• _What the task requires_
From the items below, extract every line that contains the word "road" and copy each one unchanged.

• _Data listing_
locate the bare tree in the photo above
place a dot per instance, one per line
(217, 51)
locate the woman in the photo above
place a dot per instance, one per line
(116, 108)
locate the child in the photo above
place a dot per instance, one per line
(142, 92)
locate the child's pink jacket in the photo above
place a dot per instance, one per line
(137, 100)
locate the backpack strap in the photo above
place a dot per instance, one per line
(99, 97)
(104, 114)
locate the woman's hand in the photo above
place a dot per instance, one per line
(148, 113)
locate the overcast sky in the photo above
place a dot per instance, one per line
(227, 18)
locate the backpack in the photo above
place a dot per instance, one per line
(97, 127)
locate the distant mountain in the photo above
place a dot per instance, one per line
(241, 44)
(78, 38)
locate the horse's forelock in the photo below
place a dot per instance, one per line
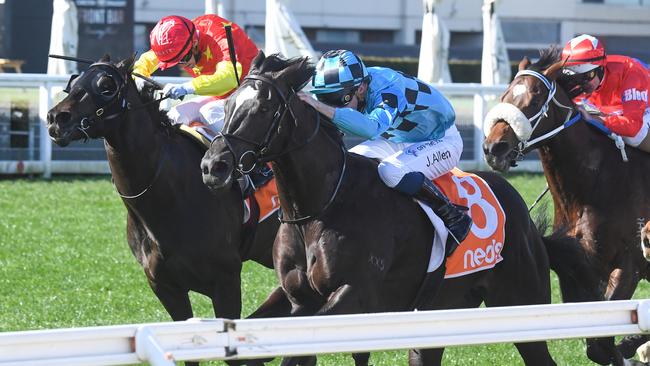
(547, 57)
...
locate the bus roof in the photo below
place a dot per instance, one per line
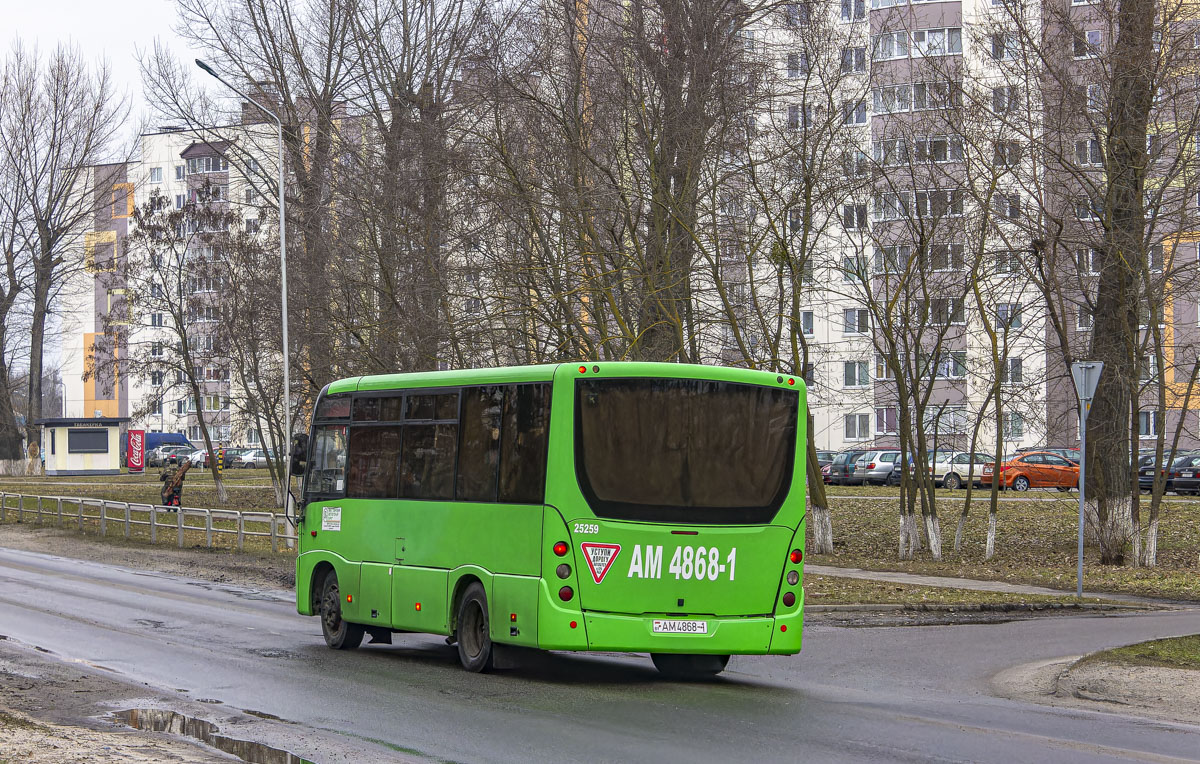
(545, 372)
...
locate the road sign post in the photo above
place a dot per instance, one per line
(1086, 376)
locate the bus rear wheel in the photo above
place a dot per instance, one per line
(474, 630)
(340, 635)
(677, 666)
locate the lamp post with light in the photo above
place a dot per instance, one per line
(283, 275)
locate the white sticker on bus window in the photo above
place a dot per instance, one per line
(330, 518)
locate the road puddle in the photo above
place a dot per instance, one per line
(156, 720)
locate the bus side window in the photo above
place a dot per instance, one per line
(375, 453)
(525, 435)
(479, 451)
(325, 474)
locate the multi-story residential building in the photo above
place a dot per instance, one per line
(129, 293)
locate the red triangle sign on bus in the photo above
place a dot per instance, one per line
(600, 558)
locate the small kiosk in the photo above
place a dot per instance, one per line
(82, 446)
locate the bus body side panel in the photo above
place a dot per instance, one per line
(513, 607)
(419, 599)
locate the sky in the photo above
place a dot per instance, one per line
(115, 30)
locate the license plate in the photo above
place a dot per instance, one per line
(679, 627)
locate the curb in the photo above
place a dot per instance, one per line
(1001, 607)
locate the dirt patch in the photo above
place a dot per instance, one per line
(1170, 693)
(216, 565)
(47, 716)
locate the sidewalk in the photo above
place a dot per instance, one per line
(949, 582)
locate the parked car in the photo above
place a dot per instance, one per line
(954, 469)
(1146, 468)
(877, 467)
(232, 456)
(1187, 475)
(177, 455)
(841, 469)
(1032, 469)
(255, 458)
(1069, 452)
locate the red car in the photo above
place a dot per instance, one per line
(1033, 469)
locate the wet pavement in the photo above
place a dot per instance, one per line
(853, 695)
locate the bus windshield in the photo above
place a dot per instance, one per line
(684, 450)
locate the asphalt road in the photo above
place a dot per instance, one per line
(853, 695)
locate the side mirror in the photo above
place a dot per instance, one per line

• _Solution to the problem_
locate the road sign post in the photo above
locate the road puddle in the photo above
locate the asphalt road in the photo above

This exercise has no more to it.